- [PROBLEM]: Please filter the data below down to the lines holding the string "pagoda".

[Region pointing data]
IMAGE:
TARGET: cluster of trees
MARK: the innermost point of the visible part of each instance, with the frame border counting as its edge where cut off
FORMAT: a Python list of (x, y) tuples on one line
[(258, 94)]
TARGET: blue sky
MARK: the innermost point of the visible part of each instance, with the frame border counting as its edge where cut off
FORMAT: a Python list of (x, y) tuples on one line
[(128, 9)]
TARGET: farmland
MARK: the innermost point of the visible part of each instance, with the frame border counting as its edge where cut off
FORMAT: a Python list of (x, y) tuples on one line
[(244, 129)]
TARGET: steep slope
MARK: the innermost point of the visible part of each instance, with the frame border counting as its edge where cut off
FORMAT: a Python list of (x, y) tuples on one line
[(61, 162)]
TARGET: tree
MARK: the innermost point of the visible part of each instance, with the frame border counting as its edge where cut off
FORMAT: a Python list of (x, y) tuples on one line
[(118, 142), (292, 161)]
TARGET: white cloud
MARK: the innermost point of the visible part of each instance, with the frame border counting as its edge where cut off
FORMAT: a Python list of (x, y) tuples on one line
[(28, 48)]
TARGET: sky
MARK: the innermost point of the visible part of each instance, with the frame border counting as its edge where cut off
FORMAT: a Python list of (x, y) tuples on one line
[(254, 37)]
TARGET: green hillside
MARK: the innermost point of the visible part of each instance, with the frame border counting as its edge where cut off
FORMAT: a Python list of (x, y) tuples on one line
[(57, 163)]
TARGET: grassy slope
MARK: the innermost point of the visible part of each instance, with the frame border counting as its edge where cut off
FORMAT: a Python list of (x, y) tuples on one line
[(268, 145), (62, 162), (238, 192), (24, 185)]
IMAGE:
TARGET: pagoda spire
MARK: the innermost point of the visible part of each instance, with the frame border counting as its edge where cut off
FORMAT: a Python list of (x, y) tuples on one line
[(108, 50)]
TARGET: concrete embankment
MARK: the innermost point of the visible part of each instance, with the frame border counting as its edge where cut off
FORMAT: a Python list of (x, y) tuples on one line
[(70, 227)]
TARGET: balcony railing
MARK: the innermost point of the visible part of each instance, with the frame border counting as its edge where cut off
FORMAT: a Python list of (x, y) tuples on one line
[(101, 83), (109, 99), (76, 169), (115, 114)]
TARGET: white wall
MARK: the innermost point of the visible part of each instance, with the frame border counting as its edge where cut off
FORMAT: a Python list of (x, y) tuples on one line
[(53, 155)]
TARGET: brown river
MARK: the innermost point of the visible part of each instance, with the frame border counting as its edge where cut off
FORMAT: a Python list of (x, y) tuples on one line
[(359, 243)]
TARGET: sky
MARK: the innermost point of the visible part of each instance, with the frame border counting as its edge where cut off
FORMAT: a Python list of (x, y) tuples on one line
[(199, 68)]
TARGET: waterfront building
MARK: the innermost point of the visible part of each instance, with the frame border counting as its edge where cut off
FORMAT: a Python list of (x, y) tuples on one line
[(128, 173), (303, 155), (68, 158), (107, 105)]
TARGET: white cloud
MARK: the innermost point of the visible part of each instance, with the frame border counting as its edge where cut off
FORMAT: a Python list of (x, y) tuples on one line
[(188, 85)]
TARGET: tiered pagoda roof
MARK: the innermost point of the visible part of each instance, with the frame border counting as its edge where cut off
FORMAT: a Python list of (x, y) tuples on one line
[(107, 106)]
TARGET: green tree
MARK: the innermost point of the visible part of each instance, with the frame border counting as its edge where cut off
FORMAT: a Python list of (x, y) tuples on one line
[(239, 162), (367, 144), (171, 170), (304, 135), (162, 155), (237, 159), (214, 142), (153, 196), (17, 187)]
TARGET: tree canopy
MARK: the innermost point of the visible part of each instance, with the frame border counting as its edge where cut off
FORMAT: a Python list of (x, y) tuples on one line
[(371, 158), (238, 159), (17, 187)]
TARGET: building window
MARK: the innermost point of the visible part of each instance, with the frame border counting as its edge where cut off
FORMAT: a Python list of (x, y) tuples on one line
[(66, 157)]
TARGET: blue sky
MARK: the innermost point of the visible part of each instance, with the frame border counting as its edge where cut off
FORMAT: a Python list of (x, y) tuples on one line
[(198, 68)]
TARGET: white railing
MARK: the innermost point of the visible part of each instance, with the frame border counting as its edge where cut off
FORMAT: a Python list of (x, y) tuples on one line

- [RESPONSE AREA]:
TARGET: pagoda spire
TARGET: tiered pagoda roof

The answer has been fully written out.